TASK TO CARRY OUT: Give the number of lines in these entries that contain the string "link", with no further comment.

(Items from a data source)
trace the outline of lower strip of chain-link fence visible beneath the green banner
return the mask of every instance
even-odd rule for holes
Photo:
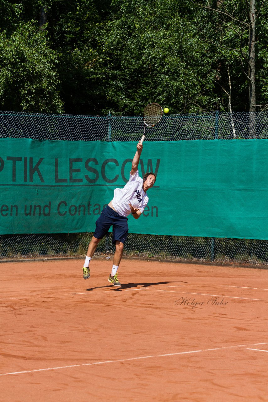
[[[0,260],[30,258],[84,258],[93,233],[28,234],[0,236]],[[103,238],[96,255],[112,256],[110,236]],[[185,236],[129,234],[124,256],[214,262],[221,264],[268,265],[266,240],[216,239]]]

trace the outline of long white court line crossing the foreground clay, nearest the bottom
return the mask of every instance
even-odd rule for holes
[[[266,345],[268,342],[264,343],[254,343],[255,345]],[[209,352],[209,351],[216,351],[220,349],[232,349],[232,348],[241,348],[247,345],[235,345],[235,346],[224,346],[219,348],[212,348],[212,349],[203,349],[203,350],[194,350],[194,351],[186,351],[186,352],[177,352],[177,353],[165,353],[163,355],[150,355],[150,356],[139,356],[139,357],[130,357],[128,359],[117,359],[117,360],[106,360],[106,361],[96,361],[94,363],[82,363],[82,364],[72,364],[69,366],[60,366],[60,367],[47,367],[46,369],[35,369],[35,370],[24,370],[24,371],[13,371],[11,373],[1,373],[0,376],[4,375],[14,375],[14,374],[25,374],[25,373],[35,373],[37,371],[49,371],[49,370],[60,370],[60,369],[68,369],[71,367],[84,367],[84,366],[93,366],[94,364],[106,364],[106,363],[119,363],[122,361],[132,361],[132,360],[139,360],[139,359],[150,359],[156,357],[166,357],[166,356],[178,356],[178,355],[186,355],[191,353],[200,353],[200,352]]]

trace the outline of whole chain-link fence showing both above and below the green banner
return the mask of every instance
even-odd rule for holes
[[[67,141],[137,141],[141,116],[49,115],[0,111],[0,137]],[[148,141],[268,138],[268,112],[164,115],[147,129]],[[84,256],[92,233],[1,235],[0,260]],[[110,236],[97,253],[114,252]],[[268,241],[129,234],[125,256],[217,263],[268,264]]]

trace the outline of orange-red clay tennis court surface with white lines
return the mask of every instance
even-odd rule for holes
[[[1,263],[3,402],[267,401],[268,271]]]

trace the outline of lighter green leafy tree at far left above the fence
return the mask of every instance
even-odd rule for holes
[[[60,113],[57,55],[47,45],[47,33],[35,23],[20,23],[0,36],[0,100],[14,111]]]

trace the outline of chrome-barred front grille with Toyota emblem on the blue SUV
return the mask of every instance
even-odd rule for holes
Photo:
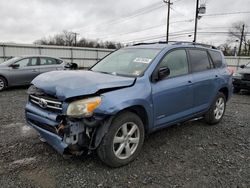
[[[47,99],[45,97],[38,97],[35,95],[29,96],[30,102],[39,106],[42,109],[50,110],[50,111],[62,111],[62,102],[57,100]]]

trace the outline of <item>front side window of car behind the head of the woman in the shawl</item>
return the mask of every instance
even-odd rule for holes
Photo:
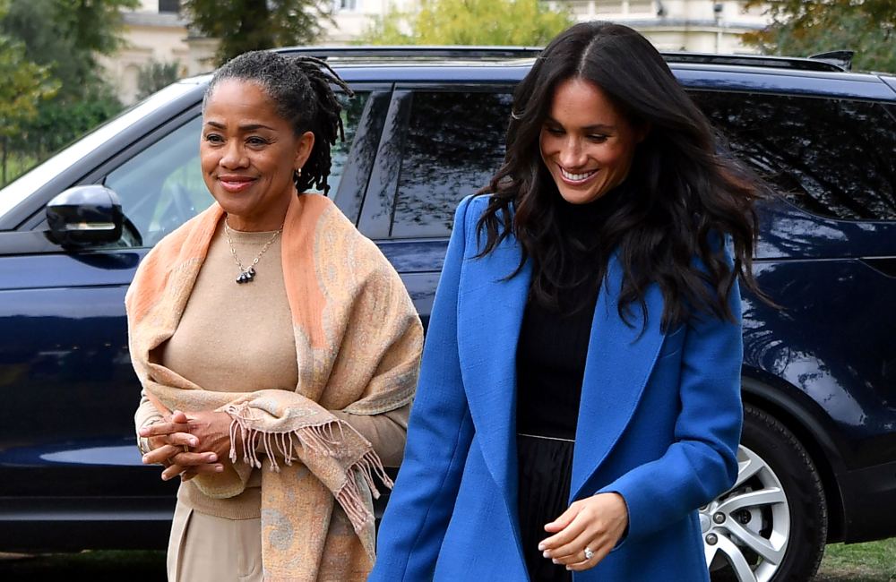
[[[339,185],[367,95],[340,94],[346,141],[332,148],[331,192]],[[126,218],[116,246],[152,246],[211,205],[199,165],[201,131],[202,118],[196,116],[106,176],[104,184],[118,194]]]

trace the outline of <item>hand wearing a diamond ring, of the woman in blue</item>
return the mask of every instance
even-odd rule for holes
[[[618,493],[599,493],[574,501],[545,526],[554,533],[538,550],[556,564],[581,572],[593,568],[612,550],[628,526],[628,508]]]

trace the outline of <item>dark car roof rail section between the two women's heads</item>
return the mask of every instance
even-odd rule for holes
[[[436,46],[353,46],[284,47],[278,52],[318,58],[531,58],[542,47],[436,47]]]

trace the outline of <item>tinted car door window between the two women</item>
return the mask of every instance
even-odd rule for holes
[[[451,233],[458,202],[487,185],[504,161],[512,103],[510,93],[414,93],[393,238]]]

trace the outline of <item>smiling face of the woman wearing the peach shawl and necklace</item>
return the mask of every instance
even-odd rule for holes
[[[202,177],[237,230],[276,230],[283,224],[293,172],[314,145],[296,136],[257,83],[229,79],[213,90],[202,113]]]

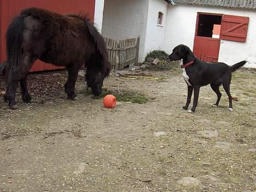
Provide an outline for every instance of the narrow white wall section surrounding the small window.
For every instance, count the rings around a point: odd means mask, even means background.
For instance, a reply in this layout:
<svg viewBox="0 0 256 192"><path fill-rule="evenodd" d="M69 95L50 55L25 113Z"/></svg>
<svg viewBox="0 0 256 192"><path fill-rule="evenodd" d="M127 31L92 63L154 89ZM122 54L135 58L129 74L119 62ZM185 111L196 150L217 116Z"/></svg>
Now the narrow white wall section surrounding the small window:
<svg viewBox="0 0 256 192"><path fill-rule="evenodd" d="M149 0L146 43L144 56L149 51L161 50L164 46L168 3L164 0ZM158 25L158 12L164 14L162 26Z"/></svg>

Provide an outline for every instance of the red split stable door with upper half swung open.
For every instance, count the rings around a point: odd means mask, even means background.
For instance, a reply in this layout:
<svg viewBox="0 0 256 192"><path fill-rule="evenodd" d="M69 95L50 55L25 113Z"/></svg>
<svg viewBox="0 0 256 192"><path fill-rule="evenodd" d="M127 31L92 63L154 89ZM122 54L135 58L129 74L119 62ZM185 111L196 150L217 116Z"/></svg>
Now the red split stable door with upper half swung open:
<svg viewBox="0 0 256 192"><path fill-rule="evenodd" d="M217 62L220 39L246 42L249 17L198 13L193 52L205 62Z"/></svg>

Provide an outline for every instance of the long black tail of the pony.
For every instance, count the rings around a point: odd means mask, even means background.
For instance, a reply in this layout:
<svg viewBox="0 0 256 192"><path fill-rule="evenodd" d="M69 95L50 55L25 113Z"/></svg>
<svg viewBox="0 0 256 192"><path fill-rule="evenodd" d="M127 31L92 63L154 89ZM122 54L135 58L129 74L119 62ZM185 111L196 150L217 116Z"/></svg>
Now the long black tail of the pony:
<svg viewBox="0 0 256 192"><path fill-rule="evenodd" d="M24 16L19 16L10 23L5 34L7 63L9 64L8 83L12 82L14 70L19 70L21 64L23 29Z"/></svg>

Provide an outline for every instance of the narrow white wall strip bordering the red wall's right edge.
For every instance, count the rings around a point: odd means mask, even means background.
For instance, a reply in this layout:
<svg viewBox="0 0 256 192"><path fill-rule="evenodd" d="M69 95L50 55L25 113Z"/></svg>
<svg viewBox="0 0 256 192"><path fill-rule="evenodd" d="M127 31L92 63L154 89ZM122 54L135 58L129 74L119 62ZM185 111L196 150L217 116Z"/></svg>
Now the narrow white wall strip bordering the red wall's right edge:
<svg viewBox="0 0 256 192"><path fill-rule="evenodd" d="M100 32L102 30L103 9L104 9L104 0L96 0L95 11L94 11L94 23Z"/></svg>

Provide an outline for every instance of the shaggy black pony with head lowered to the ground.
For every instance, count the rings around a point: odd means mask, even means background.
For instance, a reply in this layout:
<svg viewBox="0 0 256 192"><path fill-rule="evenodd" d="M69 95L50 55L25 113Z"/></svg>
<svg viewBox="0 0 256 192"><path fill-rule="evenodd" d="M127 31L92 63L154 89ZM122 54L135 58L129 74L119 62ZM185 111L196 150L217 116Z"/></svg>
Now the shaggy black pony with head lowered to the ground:
<svg viewBox="0 0 256 192"><path fill-rule="evenodd" d="M110 65L101 34L86 15L60 15L49 10L28 8L10 23L7 34L7 92L11 109L18 109L15 92L20 81L22 99L30 102L27 91L28 70L40 59L68 70L65 92L77 100L74 92L78 70L86 67L86 82L94 95L102 92Z"/></svg>

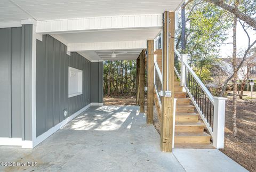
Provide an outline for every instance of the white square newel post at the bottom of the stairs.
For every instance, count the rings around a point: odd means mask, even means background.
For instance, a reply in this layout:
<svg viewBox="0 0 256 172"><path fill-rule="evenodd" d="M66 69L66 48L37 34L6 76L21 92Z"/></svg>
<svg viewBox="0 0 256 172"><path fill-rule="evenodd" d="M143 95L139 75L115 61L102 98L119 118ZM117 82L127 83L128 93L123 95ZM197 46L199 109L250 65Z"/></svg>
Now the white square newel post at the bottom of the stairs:
<svg viewBox="0 0 256 172"><path fill-rule="evenodd" d="M213 100L213 146L222 149L224 148L226 98L213 97Z"/></svg>

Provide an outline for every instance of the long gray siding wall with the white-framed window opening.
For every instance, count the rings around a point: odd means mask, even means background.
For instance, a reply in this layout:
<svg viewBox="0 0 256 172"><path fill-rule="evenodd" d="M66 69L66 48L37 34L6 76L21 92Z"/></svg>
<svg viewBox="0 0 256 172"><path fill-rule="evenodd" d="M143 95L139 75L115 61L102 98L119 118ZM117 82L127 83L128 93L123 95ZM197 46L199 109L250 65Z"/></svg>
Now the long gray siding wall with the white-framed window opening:
<svg viewBox="0 0 256 172"><path fill-rule="evenodd" d="M91 66L94 63L75 52L69 56L66 51L67 47L50 35L43 35L43 42L37 40L37 136L91 103ZM68 67L83 70L82 95L68 98ZM68 111L66 117L64 110Z"/></svg>

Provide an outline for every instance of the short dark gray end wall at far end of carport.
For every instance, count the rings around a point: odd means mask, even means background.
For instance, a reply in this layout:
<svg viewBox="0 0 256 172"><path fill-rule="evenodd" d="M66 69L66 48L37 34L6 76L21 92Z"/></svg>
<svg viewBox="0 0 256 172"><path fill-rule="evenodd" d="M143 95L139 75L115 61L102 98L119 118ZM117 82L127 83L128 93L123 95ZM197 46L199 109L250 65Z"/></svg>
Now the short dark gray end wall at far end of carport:
<svg viewBox="0 0 256 172"><path fill-rule="evenodd" d="M91 102L103 102L103 62L92 63L91 83L95 87L91 89Z"/></svg>

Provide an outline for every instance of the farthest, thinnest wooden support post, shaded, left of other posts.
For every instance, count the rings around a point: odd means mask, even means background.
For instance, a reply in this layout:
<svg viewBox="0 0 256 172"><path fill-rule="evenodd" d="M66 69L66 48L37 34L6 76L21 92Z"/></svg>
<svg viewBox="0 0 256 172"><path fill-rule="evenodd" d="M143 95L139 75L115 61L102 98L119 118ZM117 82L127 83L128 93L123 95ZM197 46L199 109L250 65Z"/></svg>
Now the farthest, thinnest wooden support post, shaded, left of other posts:
<svg viewBox="0 0 256 172"><path fill-rule="evenodd" d="M145 112L145 51L140 54L140 113Z"/></svg>

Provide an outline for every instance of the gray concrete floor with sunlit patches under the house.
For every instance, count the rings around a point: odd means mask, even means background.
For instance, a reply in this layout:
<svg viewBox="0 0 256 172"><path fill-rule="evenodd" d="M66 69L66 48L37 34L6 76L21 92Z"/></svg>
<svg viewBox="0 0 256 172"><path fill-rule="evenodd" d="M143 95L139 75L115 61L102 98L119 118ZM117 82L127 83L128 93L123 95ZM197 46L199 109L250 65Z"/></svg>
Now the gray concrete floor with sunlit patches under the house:
<svg viewBox="0 0 256 172"><path fill-rule="evenodd" d="M37 167L0 166L0 171L245 170L226 155L207 150L176 149L173 153L162 153L159 134L145 121L139 107L91 107L35 149L0 146L0 162L38 163ZM210 159L202 159L209 156ZM218 163L225 167L215 168Z"/></svg>

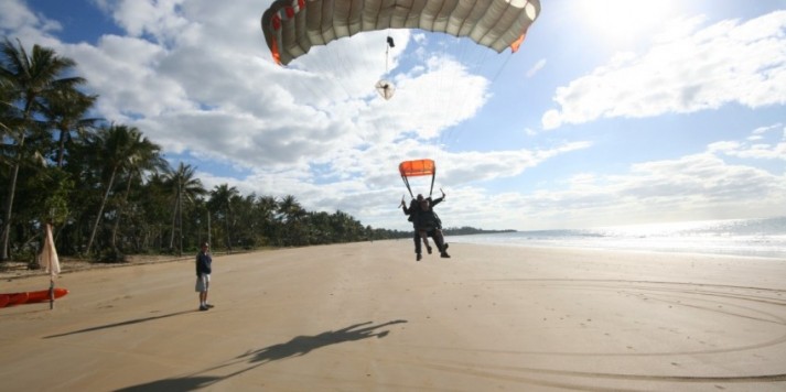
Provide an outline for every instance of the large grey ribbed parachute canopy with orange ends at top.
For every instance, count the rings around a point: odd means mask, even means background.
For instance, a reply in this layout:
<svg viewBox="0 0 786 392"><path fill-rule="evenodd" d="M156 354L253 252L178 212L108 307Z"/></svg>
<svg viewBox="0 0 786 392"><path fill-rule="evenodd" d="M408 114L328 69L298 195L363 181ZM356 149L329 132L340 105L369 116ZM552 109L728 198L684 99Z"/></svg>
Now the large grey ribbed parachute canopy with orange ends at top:
<svg viewBox="0 0 786 392"><path fill-rule="evenodd" d="M466 36L513 52L540 13L540 0L276 0L262 14L265 41L287 65L314 45L386 29Z"/></svg>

SOLUTION FOR THIS PROBLEM: 2